> INSTRUCTIONS FOR THE TASK
Could you say how many lines below contain the word "background"? Give the number with no other text.

> DATA EXCERPTS
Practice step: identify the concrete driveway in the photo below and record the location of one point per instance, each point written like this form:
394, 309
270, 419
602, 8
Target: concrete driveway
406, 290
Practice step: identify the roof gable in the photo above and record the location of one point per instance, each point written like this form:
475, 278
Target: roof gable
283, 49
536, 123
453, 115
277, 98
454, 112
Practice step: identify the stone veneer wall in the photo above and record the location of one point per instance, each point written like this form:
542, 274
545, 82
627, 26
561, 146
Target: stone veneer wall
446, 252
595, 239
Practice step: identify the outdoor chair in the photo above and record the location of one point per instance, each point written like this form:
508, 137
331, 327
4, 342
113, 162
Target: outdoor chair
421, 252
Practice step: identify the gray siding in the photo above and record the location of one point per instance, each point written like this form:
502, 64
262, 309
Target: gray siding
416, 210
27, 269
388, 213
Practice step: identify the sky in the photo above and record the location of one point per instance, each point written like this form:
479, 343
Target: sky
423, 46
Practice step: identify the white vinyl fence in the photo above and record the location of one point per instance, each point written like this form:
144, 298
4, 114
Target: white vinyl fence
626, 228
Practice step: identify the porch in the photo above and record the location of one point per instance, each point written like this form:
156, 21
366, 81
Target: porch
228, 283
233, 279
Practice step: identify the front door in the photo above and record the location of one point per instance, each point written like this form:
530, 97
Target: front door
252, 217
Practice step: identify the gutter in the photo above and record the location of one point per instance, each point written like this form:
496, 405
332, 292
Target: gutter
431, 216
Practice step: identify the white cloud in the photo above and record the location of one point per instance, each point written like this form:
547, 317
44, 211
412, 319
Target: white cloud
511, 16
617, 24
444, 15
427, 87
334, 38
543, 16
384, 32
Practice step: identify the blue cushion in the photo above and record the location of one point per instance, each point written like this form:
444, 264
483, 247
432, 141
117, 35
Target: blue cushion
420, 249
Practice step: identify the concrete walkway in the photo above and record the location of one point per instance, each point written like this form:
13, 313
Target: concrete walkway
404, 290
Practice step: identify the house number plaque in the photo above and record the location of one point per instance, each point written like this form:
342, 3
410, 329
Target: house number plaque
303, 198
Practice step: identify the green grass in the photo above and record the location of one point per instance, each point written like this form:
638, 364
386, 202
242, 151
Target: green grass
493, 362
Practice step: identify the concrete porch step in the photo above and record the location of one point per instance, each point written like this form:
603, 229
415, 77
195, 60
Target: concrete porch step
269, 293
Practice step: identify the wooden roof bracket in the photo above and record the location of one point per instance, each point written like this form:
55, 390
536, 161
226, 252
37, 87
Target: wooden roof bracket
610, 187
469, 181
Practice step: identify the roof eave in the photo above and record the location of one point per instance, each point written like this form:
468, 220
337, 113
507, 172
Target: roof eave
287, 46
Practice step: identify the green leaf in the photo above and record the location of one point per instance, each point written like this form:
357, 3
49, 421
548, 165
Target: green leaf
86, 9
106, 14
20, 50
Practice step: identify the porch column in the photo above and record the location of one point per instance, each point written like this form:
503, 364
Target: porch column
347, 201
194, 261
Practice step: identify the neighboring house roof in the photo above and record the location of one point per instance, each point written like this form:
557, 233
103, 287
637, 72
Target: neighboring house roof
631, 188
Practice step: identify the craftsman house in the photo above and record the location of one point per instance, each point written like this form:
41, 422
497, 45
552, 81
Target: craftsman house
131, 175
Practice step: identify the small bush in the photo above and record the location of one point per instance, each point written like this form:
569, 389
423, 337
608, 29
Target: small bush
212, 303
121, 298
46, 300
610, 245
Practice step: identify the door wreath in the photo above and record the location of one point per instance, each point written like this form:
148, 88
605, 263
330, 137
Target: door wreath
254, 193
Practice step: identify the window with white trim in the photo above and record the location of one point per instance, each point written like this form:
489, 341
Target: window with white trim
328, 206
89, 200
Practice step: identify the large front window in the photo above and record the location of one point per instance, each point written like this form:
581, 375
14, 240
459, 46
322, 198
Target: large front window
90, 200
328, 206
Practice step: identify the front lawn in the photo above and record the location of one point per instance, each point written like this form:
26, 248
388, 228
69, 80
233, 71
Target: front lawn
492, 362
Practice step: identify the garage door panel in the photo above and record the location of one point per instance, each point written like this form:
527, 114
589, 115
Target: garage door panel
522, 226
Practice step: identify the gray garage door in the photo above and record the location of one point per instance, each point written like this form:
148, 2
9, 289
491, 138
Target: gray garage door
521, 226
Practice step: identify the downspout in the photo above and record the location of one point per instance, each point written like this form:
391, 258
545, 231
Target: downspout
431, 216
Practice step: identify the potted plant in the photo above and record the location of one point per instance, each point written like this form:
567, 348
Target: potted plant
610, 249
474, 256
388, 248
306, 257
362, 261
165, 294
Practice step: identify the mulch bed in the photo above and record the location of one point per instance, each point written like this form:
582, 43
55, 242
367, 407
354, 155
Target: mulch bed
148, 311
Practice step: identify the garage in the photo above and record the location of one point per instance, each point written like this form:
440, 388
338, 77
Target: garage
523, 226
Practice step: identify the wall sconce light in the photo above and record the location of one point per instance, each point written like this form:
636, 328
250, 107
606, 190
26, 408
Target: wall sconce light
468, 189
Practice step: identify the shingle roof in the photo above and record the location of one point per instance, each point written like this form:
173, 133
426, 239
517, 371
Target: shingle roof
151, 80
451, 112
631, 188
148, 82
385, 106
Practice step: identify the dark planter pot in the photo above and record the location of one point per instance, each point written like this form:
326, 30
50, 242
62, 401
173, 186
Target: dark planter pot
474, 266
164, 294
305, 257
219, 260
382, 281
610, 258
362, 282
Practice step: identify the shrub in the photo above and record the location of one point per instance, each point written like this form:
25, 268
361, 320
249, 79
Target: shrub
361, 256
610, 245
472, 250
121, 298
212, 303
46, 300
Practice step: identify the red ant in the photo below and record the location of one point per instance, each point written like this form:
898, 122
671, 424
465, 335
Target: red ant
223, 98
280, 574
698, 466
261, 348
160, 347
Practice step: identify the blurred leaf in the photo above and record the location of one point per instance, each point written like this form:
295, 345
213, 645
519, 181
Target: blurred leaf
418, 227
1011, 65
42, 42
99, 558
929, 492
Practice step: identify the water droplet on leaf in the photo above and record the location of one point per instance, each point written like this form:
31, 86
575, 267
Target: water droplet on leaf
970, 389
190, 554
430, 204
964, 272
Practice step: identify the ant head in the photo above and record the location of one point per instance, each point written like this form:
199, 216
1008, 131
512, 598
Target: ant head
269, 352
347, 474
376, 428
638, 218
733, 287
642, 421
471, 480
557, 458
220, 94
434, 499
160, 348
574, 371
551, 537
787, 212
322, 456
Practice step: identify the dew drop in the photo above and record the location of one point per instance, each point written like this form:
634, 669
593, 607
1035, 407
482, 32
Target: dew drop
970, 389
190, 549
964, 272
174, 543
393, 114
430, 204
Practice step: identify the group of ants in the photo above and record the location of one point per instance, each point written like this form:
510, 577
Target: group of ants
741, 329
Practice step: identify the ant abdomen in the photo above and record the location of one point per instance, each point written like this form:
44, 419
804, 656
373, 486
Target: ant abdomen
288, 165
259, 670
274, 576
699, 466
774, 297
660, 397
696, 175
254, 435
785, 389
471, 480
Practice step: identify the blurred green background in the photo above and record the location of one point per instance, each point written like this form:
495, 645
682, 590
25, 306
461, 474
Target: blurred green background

> SOLVED EXERCISE
2